> Material provided:
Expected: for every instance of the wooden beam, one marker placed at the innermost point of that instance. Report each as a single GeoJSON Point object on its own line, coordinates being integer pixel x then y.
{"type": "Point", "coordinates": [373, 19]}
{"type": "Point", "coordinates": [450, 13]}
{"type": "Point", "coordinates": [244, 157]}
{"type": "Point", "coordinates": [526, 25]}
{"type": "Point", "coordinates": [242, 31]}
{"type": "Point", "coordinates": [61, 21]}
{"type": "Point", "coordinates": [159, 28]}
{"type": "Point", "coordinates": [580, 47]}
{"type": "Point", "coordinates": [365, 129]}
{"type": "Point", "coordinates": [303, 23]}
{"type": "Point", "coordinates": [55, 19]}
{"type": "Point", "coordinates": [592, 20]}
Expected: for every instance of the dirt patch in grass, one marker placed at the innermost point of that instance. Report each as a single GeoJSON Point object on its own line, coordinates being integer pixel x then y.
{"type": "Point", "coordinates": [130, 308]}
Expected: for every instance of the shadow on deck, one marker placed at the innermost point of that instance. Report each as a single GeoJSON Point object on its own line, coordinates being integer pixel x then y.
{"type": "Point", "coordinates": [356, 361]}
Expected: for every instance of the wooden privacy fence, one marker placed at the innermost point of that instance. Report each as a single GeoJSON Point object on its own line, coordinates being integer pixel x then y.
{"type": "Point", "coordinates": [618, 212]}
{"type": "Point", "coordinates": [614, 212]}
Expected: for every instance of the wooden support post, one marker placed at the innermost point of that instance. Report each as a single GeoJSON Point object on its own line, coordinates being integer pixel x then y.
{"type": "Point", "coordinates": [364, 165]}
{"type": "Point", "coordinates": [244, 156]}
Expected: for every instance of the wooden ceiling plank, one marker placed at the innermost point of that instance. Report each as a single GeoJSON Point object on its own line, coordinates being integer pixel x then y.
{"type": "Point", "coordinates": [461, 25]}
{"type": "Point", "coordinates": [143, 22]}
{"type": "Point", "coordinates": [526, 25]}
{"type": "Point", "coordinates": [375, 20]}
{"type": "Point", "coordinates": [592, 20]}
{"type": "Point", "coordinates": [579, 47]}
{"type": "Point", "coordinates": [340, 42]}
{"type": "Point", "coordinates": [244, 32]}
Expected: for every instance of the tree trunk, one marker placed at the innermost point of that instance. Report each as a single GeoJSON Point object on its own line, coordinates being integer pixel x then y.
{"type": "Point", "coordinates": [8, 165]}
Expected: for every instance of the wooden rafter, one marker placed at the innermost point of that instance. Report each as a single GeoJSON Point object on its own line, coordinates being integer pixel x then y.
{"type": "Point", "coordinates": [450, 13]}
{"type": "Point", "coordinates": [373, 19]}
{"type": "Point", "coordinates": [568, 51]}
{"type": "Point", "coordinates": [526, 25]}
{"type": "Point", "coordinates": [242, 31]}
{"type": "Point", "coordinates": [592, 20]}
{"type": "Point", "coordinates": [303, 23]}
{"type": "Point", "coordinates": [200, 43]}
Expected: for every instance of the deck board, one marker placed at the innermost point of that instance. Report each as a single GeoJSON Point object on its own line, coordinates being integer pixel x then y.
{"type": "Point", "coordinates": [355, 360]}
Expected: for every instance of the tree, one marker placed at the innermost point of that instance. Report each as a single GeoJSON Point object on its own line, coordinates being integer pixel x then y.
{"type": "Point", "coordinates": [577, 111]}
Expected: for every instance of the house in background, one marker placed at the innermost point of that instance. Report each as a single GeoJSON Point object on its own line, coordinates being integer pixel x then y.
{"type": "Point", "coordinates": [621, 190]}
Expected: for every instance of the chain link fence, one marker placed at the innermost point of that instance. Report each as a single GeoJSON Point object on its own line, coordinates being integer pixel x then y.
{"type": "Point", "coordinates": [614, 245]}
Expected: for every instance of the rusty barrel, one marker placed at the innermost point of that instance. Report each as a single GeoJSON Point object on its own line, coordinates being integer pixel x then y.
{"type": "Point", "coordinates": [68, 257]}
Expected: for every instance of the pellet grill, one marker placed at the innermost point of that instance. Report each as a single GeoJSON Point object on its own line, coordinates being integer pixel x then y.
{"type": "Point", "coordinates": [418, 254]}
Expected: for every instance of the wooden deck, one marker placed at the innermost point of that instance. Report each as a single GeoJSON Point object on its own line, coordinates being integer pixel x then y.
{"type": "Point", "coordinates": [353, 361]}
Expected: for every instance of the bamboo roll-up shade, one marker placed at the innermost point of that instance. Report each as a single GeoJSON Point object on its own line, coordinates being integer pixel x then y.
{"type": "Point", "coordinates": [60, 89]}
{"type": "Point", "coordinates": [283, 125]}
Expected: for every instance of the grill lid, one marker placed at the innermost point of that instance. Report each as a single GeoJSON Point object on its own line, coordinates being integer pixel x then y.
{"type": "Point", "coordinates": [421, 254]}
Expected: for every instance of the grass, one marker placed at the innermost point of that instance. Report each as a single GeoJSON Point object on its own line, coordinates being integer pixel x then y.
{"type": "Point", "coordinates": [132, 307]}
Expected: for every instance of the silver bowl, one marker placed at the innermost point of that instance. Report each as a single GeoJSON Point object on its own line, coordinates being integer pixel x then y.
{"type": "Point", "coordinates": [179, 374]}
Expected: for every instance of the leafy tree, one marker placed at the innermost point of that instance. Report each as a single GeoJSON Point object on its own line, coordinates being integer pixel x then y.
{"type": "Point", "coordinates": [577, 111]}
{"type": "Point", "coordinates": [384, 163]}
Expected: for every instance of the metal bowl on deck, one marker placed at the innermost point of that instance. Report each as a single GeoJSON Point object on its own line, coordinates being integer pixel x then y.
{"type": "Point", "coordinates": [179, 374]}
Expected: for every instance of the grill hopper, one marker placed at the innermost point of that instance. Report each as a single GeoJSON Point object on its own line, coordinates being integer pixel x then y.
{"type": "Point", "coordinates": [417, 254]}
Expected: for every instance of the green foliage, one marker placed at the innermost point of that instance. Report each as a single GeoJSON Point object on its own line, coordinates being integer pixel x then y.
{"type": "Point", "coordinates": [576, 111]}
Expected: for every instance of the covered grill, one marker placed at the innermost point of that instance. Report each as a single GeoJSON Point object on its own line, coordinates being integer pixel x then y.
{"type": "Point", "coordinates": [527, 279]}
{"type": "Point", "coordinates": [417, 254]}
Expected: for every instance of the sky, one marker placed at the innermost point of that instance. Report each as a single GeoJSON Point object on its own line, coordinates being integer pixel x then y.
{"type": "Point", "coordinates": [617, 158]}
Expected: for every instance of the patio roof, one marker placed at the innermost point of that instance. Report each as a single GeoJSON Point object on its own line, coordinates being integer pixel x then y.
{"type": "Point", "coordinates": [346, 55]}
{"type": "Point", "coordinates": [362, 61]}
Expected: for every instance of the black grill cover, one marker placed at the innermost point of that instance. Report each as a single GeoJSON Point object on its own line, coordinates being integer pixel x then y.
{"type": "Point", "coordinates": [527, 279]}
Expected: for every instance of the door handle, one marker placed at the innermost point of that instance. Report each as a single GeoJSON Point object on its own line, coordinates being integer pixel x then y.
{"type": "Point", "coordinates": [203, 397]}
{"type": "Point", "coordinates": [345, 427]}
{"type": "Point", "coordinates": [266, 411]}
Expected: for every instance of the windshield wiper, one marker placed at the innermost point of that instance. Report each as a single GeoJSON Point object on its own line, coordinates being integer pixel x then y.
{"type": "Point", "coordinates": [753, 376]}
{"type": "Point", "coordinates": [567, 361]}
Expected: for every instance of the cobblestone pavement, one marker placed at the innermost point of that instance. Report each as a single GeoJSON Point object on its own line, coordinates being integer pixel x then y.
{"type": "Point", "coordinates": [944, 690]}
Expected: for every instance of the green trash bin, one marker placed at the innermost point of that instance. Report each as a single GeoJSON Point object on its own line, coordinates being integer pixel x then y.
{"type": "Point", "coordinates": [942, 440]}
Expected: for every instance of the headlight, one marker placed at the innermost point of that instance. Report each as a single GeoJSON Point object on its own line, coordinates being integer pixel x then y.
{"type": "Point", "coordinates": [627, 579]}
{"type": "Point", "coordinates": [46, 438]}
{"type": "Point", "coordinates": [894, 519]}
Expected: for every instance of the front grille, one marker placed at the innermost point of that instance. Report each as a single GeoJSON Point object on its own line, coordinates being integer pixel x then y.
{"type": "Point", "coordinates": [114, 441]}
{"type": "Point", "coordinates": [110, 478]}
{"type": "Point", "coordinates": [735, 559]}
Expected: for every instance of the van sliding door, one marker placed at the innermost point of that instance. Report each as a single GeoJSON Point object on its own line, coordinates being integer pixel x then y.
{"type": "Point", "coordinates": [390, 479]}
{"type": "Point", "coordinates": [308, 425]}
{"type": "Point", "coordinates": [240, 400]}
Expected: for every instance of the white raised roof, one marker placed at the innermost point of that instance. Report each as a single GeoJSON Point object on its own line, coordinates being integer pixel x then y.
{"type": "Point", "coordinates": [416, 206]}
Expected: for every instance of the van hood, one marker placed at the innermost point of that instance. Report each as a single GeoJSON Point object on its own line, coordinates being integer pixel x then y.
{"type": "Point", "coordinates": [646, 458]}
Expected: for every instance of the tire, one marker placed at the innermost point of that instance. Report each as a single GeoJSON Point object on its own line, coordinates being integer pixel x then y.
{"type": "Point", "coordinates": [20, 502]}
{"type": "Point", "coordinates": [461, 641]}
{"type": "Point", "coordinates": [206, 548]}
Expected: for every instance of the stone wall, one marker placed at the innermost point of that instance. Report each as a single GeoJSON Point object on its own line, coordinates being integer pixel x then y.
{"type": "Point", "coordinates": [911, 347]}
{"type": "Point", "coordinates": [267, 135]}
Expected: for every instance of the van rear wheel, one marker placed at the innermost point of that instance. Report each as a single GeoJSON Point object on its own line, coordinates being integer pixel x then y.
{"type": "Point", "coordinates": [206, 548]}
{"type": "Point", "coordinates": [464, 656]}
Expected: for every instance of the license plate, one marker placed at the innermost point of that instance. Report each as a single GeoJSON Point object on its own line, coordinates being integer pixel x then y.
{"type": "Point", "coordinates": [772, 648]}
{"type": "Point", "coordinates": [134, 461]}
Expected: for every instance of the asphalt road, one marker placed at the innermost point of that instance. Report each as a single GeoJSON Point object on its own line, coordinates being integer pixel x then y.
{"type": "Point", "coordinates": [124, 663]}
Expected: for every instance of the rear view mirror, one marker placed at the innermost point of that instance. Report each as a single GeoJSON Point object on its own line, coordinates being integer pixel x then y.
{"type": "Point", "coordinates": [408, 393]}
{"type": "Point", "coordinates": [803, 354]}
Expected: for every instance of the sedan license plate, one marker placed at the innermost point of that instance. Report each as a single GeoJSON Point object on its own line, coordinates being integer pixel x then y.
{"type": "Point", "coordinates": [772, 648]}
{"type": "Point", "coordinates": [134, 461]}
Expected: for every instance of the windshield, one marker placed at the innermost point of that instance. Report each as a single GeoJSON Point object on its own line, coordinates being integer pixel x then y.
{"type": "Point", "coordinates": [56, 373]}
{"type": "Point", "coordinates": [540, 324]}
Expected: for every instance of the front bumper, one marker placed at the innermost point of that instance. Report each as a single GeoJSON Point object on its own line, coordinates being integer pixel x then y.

> Requirements:
Rewrite everything from the line containing "Expected: for every instance of the sedan" down to the end of the material, replacing "innermost point" with "center point" and leaving all else unchanged.

> The reply:
Expected: for every instance of the sedan license plate, one marker placed at the center point of that instance. Report each as a single GeoJSON Point object on its own line, coordinates being integer pixel x then y.
{"type": "Point", "coordinates": [772, 648]}
{"type": "Point", "coordinates": [134, 461]}
Expected: for every instance of the windshield, one marker placed at the center point of that instance. Report each as a single GeoJSON Point object on its own line, coordinates being integer pixel x then y.
{"type": "Point", "coordinates": [56, 373]}
{"type": "Point", "coordinates": [540, 324]}
Expected: for every instance of the front bumper, one marker placed at the center point of that instance. Report each as a single GeoJSON Point object on its own line, coordinates being integer pixel x then y.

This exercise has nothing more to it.